Records from a collection:
______________________________

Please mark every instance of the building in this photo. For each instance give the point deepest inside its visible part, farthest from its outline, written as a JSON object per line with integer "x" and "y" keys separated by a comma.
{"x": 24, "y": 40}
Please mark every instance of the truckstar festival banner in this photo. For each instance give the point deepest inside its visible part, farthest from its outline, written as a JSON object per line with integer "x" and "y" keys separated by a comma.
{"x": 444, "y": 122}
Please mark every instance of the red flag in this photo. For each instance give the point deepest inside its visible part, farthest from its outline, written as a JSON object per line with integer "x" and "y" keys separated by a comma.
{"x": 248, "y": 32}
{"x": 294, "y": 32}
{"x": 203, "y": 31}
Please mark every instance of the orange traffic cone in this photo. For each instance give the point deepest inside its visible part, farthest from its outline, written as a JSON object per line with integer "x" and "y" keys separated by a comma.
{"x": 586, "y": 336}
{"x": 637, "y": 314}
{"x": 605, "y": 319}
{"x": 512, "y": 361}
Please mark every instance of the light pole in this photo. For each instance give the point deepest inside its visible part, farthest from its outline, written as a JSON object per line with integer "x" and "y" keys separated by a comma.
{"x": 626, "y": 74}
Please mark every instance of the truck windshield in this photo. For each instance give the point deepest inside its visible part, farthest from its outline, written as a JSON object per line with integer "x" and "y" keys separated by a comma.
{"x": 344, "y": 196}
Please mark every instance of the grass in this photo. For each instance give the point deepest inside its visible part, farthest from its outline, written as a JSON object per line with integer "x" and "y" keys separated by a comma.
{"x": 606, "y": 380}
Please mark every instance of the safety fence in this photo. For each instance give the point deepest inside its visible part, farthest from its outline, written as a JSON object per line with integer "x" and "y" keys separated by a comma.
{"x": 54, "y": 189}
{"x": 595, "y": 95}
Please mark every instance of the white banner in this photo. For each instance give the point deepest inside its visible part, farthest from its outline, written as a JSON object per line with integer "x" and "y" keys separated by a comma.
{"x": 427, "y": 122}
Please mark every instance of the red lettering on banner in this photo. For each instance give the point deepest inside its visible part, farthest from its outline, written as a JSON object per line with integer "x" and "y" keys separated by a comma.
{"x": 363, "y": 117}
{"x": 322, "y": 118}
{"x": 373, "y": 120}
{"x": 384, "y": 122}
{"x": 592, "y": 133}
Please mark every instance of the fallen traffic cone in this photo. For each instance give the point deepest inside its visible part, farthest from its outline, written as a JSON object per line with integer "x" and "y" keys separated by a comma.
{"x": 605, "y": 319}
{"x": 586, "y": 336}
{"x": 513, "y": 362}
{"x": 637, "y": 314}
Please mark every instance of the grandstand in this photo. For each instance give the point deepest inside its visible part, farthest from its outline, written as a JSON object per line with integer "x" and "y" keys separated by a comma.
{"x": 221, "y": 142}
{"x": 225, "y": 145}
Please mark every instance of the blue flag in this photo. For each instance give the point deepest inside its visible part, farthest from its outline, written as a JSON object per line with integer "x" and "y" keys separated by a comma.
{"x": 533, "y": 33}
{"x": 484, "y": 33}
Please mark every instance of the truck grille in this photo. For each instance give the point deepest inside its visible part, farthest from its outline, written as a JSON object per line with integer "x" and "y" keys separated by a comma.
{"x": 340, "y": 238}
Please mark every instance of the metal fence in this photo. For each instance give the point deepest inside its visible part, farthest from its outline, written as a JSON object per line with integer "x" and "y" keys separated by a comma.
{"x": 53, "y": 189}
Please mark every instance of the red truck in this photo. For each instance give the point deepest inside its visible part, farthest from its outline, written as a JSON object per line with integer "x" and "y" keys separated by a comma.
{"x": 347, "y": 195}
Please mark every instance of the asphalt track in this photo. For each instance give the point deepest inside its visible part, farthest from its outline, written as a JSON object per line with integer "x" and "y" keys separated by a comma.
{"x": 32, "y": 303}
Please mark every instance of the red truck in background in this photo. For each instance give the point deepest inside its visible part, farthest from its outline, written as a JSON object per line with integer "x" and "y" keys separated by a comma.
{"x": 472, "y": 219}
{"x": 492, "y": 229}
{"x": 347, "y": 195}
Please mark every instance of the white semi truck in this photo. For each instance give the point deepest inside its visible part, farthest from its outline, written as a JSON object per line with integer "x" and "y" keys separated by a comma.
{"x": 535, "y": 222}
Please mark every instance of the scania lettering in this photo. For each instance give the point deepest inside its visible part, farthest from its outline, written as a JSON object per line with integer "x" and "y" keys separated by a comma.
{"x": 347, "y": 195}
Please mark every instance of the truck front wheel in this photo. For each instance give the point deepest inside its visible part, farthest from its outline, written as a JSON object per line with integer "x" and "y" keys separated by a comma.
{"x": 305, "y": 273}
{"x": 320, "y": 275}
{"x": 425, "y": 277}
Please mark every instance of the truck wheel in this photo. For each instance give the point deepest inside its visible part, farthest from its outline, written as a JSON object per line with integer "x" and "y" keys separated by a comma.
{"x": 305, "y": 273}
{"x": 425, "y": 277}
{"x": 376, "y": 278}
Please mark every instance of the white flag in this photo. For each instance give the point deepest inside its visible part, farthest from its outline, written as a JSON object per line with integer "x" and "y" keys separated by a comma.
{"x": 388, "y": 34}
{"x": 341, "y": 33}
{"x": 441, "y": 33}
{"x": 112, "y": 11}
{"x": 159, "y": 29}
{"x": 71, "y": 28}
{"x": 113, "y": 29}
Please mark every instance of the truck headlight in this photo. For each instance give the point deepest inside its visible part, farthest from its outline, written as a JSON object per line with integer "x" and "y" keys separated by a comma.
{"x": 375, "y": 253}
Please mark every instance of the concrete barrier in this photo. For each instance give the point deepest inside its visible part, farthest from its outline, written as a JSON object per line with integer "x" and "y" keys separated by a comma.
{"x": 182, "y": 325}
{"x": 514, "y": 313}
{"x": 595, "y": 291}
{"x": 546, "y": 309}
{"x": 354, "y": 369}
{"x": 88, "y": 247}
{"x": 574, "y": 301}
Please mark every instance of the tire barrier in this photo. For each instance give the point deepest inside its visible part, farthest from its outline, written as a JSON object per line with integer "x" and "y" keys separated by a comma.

______________________________

[BRIEF]:
The answer must be the lines from the one containing "Please mark every instance of the white flag" through the last line of the records, written out exactly; please include nothing more.

[RESULT OF THIS TASK]:
Please mark every instance of the white flag in this photo. For each instance give the point deepest inside its visible part, farthest from its outline, written as a JSON object per line with integer "x" and "y" keys separated by a comma.
{"x": 388, "y": 34}
{"x": 341, "y": 33}
{"x": 441, "y": 33}
{"x": 112, "y": 11}
{"x": 159, "y": 29}
{"x": 71, "y": 28}
{"x": 113, "y": 29}
Please mark every instance of the truck headlight in this photo. For each instance give the point deepest inside its visible part, farthest from its outline, written as a JSON object per line with integer "x" and "y" keys separated by a comma.
{"x": 375, "y": 253}
Please mark every instance of the concrete barrier in this photo. For each instance give the point deepest inside its visible part, farthest from its outline, written as a JSON object per line with integer "x" and "y" keys separated by a comma.
{"x": 182, "y": 325}
{"x": 514, "y": 313}
{"x": 595, "y": 291}
{"x": 546, "y": 309}
{"x": 354, "y": 369}
{"x": 88, "y": 247}
{"x": 574, "y": 301}
Please mark every instance of the tire barrier in this photo. For each instance give the point deepest inside its visible part, farthest from its outline, written as a JSON object per line with integer "x" and "y" keys separated by a comma.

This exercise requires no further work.